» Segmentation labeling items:
....................
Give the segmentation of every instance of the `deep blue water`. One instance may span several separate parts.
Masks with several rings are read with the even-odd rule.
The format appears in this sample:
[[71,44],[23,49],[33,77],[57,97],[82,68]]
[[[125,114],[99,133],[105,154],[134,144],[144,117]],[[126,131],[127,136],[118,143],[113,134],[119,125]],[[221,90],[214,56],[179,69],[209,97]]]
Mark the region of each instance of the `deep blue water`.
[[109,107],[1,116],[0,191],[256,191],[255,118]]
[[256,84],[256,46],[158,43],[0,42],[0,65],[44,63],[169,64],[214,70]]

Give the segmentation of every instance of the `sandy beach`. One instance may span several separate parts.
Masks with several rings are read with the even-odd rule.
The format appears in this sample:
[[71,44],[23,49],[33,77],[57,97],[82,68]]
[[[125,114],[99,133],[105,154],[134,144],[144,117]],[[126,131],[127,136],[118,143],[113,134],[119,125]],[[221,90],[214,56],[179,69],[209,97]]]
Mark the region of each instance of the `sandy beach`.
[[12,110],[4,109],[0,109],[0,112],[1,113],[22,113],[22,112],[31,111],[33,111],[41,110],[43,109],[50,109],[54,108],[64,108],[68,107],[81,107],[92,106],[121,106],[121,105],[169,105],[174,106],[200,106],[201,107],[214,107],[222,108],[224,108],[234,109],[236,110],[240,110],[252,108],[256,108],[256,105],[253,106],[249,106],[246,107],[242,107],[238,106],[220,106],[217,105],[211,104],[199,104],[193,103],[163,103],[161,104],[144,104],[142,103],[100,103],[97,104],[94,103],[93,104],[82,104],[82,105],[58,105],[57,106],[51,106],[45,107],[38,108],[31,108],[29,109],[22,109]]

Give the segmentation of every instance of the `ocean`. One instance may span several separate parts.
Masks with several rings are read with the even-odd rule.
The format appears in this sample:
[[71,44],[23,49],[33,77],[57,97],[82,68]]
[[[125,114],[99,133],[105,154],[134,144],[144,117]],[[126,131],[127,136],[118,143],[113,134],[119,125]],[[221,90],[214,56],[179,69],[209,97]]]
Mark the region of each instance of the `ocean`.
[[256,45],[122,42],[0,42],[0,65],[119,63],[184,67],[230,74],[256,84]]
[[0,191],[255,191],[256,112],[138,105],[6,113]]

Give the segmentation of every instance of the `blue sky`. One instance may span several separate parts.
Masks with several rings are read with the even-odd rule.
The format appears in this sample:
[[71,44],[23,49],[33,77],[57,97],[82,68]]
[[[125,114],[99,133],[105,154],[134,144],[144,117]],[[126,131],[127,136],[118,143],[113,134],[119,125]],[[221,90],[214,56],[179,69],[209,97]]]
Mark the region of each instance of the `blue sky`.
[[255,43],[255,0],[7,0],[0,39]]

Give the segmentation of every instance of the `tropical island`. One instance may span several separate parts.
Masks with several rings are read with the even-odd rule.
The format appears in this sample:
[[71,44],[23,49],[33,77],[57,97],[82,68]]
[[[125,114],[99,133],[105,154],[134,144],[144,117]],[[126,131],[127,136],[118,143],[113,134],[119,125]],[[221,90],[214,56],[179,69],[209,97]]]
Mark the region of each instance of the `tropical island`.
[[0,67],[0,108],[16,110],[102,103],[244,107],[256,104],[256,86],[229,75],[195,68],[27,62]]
....................
Count the lines in the items above that contain the string "blue", treating uppercase and lowercase as different. Give only the number.

» THE RESULT:
4